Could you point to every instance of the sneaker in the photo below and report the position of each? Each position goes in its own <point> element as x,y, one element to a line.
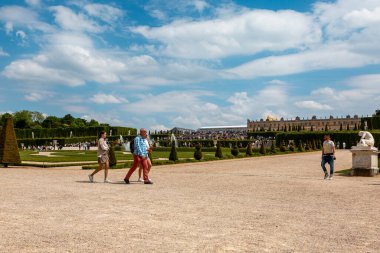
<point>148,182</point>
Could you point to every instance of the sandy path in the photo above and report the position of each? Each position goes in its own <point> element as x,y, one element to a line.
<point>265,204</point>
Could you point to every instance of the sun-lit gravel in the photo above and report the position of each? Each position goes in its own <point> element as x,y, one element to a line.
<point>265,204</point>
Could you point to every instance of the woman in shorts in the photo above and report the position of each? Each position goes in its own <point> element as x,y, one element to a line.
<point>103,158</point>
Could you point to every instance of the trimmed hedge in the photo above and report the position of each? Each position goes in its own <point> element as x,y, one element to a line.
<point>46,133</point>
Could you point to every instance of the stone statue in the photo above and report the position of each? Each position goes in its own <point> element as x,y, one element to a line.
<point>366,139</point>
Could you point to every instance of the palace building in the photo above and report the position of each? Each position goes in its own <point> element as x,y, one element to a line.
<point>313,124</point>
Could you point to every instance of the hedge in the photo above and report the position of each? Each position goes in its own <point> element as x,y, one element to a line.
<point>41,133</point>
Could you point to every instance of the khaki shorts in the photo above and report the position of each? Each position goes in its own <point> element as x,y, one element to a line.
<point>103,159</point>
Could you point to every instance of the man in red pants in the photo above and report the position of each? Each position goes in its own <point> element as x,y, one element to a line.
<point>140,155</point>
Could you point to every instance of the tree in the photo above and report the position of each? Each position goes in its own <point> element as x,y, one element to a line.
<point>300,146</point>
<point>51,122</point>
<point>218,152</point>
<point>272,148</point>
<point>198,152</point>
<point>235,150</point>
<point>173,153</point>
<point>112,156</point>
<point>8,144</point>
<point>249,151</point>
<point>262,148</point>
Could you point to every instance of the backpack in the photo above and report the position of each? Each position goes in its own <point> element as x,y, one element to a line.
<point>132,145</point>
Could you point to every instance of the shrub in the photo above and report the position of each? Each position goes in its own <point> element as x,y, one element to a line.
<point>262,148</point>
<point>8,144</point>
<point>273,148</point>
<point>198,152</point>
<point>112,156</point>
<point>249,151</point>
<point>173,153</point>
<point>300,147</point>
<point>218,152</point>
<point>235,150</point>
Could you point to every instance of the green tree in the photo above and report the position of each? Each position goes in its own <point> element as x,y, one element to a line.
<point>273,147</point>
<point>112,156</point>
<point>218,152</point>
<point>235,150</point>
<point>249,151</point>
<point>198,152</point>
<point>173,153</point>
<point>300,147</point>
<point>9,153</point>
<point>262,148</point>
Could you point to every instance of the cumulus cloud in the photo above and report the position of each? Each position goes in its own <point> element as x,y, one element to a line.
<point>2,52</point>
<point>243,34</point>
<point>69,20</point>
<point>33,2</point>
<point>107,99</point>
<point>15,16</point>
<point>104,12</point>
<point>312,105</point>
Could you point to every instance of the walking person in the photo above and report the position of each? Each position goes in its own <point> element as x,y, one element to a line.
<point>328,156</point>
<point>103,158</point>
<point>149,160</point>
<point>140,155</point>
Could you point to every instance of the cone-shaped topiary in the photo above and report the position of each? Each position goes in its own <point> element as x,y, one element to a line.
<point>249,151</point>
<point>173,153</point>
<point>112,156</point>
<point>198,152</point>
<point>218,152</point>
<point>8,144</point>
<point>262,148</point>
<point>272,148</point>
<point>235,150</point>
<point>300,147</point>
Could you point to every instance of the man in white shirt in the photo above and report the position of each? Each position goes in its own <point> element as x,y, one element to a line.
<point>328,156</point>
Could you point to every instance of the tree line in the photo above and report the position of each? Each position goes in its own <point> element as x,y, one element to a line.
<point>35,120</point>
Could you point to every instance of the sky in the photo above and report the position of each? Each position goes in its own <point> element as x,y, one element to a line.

^^^^^^^^^^^^^^^^

▶ TASK REQUIREMENTS
Could you copy the records again from the line that has "Could you point to every instance of the trimmed" through the line that has "<point>313,124</point>", requests included, and nothing else? Scale each x,y coordinate in the answers by 1.35 and round to whole numbers, rounding halves up.

▶ ANSWER TO THE TASK
Could you point to every instance of the trimmed hedge in the photo above and report the position of each? Each position goes in its own <point> element as x,y, one element to a line.
<point>62,180</point>
Could you point to every instance of the stone statue in the photo above and report the position of each? Each position goes in its own <point> element as x,y, one element to a line.
<point>494,188</point>
Could you point to every instance of the palace building in the photo above and report the position of each? Each position goes in its own <point> element as x,y, one element to a line.
<point>423,167</point>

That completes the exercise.